*What this task involves*: The response must consist of the lines below from the one with "Query: white car" through the one with "row, one point per instance.", exactly as they appear and with both ends kept.

Top of Input records

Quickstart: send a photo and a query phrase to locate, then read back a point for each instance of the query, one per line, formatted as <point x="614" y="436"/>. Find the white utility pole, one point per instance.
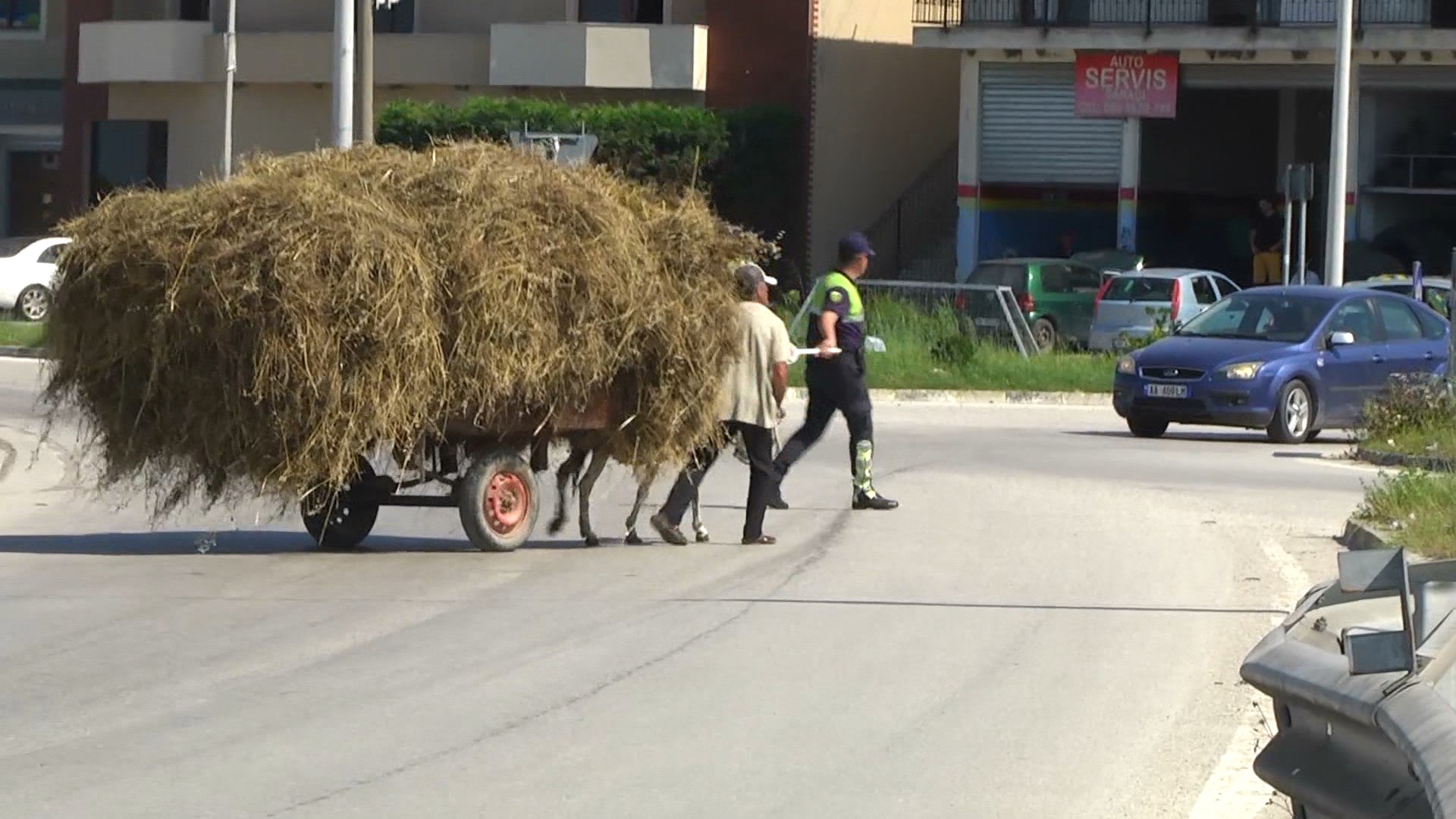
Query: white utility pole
<point x="231" y="46"/>
<point x="364" y="79"/>
<point x="343" y="74"/>
<point x="1340" y="149"/>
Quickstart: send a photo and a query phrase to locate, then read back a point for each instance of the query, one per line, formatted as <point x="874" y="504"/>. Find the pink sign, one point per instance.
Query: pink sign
<point x="1128" y="83"/>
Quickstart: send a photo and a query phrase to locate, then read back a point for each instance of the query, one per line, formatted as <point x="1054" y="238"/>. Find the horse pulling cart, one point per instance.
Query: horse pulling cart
<point x="484" y="474"/>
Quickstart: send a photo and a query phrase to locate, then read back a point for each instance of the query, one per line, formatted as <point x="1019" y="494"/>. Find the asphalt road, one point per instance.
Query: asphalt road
<point x="1050" y="626"/>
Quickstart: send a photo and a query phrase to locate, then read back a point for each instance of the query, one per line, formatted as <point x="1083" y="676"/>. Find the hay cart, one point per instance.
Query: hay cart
<point x="488" y="475"/>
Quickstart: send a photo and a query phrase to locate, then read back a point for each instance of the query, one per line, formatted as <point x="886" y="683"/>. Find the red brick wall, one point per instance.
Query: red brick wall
<point x="85" y="104"/>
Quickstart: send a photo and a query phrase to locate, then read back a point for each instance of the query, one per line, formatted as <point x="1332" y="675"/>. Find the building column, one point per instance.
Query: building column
<point x="1128" y="184"/>
<point x="968" y="169"/>
<point x="1353" y="158"/>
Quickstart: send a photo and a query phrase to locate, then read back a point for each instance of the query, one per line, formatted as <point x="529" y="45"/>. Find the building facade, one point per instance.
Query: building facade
<point x="143" y="80"/>
<point x="1159" y="124"/>
<point x="33" y="67"/>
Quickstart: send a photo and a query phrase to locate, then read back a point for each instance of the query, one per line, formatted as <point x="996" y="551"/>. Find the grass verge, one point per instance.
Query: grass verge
<point x="929" y="349"/>
<point x="22" y="334"/>
<point x="1419" y="510"/>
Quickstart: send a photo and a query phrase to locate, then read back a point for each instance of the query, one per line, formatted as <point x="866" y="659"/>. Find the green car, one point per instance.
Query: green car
<point x="1056" y="297"/>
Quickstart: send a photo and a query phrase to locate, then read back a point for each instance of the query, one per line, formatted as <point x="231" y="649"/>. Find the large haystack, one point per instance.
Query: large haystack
<point x="259" y="334"/>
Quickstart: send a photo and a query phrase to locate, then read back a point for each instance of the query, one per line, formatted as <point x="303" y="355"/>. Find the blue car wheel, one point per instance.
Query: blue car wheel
<point x="1293" y="416"/>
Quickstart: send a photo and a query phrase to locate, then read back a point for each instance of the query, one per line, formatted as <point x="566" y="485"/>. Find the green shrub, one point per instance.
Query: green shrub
<point x="676" y="145"/>
<point x="1410" y="404"/>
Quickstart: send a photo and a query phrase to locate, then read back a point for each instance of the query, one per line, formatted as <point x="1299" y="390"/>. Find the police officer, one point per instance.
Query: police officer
<point x="836" y="381"/>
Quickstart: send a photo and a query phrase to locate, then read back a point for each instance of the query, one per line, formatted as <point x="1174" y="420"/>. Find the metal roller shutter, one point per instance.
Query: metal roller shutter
<point x="1031" y="133"/>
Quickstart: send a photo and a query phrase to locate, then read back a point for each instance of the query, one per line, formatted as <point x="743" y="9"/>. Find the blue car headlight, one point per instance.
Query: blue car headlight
<point x="1244" y="371"/>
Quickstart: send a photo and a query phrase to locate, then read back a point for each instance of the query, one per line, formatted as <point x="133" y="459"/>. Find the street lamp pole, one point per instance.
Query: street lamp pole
<point x="1340" y="149"/>
<point x="231" y="37"/>
<point x="343" y="74"/>
<point x="364" y="85"/>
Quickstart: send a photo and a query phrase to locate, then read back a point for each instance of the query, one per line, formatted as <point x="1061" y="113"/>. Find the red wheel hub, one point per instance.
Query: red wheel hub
<point x="507" y="503"/>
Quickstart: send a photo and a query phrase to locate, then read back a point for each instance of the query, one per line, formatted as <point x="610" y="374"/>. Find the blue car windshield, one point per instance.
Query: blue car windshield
<point x="1261" y="316"/>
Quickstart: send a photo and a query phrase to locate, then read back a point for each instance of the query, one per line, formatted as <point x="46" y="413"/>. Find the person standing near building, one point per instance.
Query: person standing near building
<point x="1267" y="243"/>
<point x="752" y="409"/>
<point x="836" y="381"/>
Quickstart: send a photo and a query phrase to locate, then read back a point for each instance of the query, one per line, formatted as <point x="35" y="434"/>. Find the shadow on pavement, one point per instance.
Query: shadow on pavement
<point x="258" y="542"/>
<point x="1234" y="436"/>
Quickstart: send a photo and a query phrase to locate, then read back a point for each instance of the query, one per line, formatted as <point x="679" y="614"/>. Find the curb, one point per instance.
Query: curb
<point x="1429" y="463"/>
<point x="954" y="397"/>
<point x="22" y="353"/>
<point x="1362" y="537"/>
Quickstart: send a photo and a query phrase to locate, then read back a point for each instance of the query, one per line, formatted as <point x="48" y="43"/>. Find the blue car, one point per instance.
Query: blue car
<point x="1289" y="360"/>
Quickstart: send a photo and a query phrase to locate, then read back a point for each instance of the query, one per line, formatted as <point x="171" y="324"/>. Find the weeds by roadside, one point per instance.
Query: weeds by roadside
<point x="22" y="334"/>
<point x="1417" y="509"/>
<point x="1417" y="416"/>
<point x="938" y="349"/>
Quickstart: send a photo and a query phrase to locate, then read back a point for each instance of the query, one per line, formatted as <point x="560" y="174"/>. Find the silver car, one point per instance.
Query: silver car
<point x="1130" y="305"/>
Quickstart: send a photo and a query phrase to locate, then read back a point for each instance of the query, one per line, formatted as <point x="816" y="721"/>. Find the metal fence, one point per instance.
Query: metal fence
<point x="919" y="221"/>
<point x="1149" y="14"/>
<point x="1362" y="681"/>
<point x="982" y="312"/>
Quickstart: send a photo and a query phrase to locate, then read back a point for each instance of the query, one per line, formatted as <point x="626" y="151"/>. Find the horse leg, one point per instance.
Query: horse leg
<point x="699" y="529"/>
<point x="565" y="479"/>
<point x="599" y="463"/>
<point x="644" y="487"/>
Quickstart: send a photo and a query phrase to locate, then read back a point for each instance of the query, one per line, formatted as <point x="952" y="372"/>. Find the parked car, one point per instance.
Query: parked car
<point x="1110" y="260"/>
<point x="1291" y="360"/>
<point x="1056" y="297"/>
<point x="28" y="275"/>
<point x="1435" y="290"/>
<point x="1131" y="303"/>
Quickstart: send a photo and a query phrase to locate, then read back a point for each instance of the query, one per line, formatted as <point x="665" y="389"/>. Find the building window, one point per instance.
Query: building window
<point x="20" y="15"/>
<point x="196" y="11"/>
<point x="397" y="17"/>
<point x="620" y="12"/>
<point x="128" y="153"/>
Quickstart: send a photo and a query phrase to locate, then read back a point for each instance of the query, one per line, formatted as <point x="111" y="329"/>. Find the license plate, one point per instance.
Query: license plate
<point x="1166" y="391"/>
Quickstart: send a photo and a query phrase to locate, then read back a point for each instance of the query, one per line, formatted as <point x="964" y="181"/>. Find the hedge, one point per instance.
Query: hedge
<point x="645" y="140"/>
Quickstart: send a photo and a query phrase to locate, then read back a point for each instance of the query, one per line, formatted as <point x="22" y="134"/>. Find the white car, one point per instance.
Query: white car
<point x="28" y="275"/>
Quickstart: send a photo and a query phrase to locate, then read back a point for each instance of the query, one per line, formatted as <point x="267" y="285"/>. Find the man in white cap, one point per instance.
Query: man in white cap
<point x="752" y="407"/>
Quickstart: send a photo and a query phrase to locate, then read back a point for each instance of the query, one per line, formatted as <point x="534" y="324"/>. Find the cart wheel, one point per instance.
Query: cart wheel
<point x="498" y="503"/>
<point x="341" y="519"/>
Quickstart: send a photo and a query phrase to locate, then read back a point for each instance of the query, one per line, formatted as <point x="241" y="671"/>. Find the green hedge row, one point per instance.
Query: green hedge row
<point x="748" y="159"/>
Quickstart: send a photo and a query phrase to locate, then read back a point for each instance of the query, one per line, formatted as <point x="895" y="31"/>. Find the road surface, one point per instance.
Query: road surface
<point x="1050" y="626"/>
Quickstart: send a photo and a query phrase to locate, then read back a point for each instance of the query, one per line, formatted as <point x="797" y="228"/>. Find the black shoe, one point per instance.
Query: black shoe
<point x="875" y="502"/>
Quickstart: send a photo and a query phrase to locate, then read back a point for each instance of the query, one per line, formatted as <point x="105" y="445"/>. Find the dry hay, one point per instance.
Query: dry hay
<point x="259" y="334"/>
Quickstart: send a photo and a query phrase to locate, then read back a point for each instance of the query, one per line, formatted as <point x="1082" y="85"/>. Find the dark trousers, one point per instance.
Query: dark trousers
<point x="836" y="385"/>
<point x="759" y="442"/>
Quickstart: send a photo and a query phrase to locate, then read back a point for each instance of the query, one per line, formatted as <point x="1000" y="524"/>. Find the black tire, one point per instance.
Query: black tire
<point x="498" y="502"/>
<point x="34" y="303"/>
<point x="1044" y="334"/>
<point x="1293" y="414"/>
<point x="341" y="519"/>
<point x="1145" y="428"/>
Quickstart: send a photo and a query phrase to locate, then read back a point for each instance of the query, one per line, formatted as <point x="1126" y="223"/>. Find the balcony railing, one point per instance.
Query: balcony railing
<point x="1247" y="14"/>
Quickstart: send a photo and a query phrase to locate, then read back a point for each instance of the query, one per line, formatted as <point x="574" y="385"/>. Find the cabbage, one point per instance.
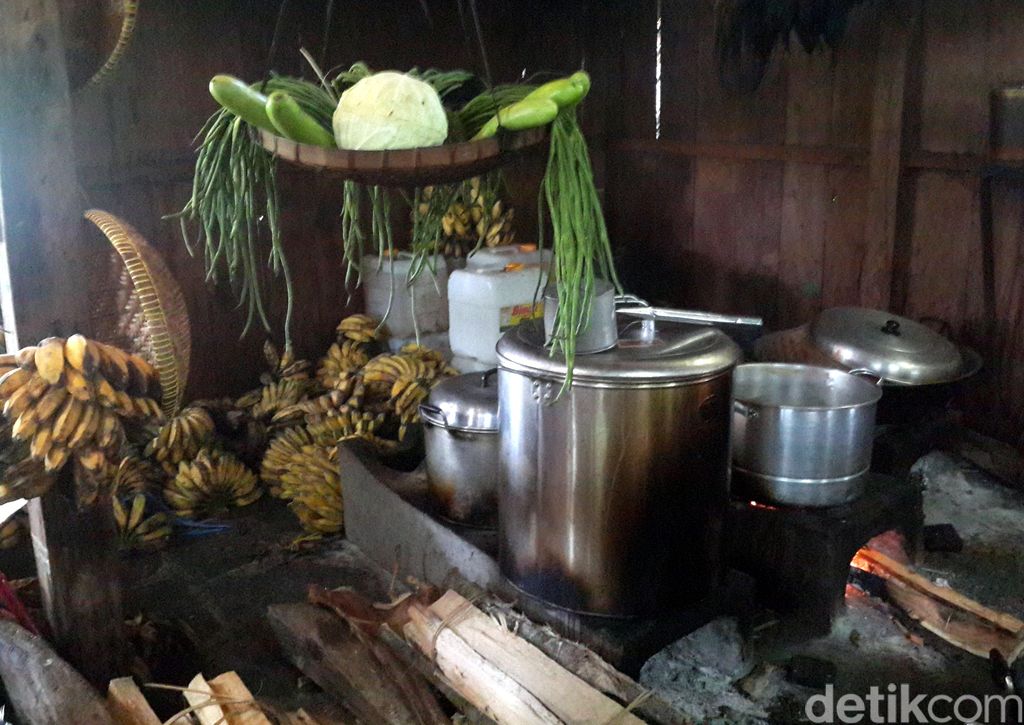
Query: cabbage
<point x="389" y="111"/>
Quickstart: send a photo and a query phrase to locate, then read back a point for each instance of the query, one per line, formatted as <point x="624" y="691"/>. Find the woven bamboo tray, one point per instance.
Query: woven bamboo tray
<point x="409" y="167"/>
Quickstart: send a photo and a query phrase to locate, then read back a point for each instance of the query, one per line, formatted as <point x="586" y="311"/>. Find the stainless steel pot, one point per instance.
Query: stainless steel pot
<point x="601" y="333"/>
<point x="460" y="422"/>
<point x="611" y="497"/>
<point x="802" y="435"/>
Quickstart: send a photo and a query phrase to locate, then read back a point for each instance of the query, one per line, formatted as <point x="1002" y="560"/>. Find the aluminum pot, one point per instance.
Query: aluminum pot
<point x="612" y="495"/>
<point x="802" y="435"/>
<point x="460" y="423"/>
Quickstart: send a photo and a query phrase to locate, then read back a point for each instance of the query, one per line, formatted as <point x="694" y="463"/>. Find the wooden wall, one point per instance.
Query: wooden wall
<point x="848" y="178"/>
<point x="133" y="140"/>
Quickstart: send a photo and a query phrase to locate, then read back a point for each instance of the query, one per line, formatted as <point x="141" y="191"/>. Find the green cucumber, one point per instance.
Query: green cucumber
<point x="528" y="113"/>
<point x="582" y="78"/>
<point x="292" y="122"/>
<point x="564" y="92"/>
<point x="248" y="103"/>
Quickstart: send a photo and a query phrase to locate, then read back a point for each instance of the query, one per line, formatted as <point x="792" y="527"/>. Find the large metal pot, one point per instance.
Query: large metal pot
<point x="460" y="423"/>
<point x="611" y="496"/>
<point x="802" y="435"/>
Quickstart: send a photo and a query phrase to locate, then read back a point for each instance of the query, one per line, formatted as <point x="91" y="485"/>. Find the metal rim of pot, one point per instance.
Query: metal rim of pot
<point x="434" y="415"/>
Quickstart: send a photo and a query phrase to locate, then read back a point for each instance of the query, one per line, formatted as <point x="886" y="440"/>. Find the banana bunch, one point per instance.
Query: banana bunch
<point x="407" y="394"/>
<point x="283" y="366"/>
<point x="25" y="479"/>
<point x="359" y="328"/>
<point x="135" y="530"/>
<point x="342" y="360"/>
<point x="311" y="483"/>
<point x="327" y="404"/>
<point x="181" y="437"/>
<point x="263" y="402"/>
<point x="211" y="484"/>
<point x="477" y="218"/>
<point x="283" y="450"/>
<point x="71" y="396"/>
<point x="12" y="531"/>
<point x="133" y="475"/>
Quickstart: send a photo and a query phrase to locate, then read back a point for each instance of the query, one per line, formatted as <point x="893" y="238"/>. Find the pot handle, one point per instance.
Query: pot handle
<point x="870" y="375"/>
<point x="744" y="410"/>
<point x="433" y="416"/>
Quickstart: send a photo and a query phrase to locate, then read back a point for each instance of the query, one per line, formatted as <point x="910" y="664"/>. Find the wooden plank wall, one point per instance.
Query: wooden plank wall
<point x="769" y="204"/>
<point x="133" y="139"/>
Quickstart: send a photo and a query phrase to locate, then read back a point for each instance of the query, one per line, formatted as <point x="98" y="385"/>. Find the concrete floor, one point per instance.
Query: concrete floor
<point x="218" y="588"/>
<point x="871" y="643"/>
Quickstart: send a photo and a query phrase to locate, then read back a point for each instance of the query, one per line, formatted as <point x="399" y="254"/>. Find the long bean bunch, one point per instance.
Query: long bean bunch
<point x="235" y="195"/>
<point x="582" y="249"/>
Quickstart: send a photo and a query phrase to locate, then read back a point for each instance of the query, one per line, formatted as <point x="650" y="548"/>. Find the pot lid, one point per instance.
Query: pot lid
<point x="898" y="349"/>
<point x="669" y="353"/>
<point x="468" y="401"/>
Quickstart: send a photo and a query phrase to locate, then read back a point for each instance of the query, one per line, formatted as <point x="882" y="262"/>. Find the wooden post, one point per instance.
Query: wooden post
<point x="42" y="294"/>
<point x="884" y="166"/>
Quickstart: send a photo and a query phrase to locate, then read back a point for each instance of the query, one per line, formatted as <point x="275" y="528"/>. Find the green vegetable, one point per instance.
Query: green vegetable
<point x="582" y="78"/>
<point x="294" y="123"/>
<point x="528" y="113"/>
<point x="389" y="111"/>
<point x="248" y="103"/>
<point x="582" y="249"/>
<point x="564" y="92"/>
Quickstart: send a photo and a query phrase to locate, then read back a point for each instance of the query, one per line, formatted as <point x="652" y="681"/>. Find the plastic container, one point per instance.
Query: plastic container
<point x="511" y="254"/>
<point x="429" y="291"/>
<point x="483" y="302"/>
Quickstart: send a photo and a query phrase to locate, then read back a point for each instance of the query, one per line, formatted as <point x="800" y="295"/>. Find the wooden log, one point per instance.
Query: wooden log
<point x="128" y="705"/>
<point x="43" y="688"/>
<point x="491" y="690"/>
<point x="238" y="702"/>
<point x="200" y="696"/>
<point x="567" y="696"/>
<point x="78" y="562"/>
<point x="942" y="610"/>
<point x="573" y="656"/>
<point x="337" y="658"/>
<point x="41" y="254"/>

Bottom of Input records

*Expected output*:
Query: white car
<point x="28" y="275"/>
Quickstart: send a photo and a query phrase to locate, then read back a point for each instance of the query, one per line, formatted as <point x="267" y="285"/>. Find the man in white cap, one point per instance.
Query: man in white cap
<point x="752" y="407"/>
Quickstart: send a photo and a query phrase to locate, then read back a point for each instance of the query, one per line, formatted as <point x="534" y="324"/>. Find the cart wheel, one point per instance.
Query: cart wheel
<point x="498" y="503"/>
<point x="341" y="519"/>
Quickstart: send a photo and a query phrase to locate, then read back a point for each instance of the query, one per line, formatted as <point x="241" y="671"/>. Find the green hedge row, one point per instance.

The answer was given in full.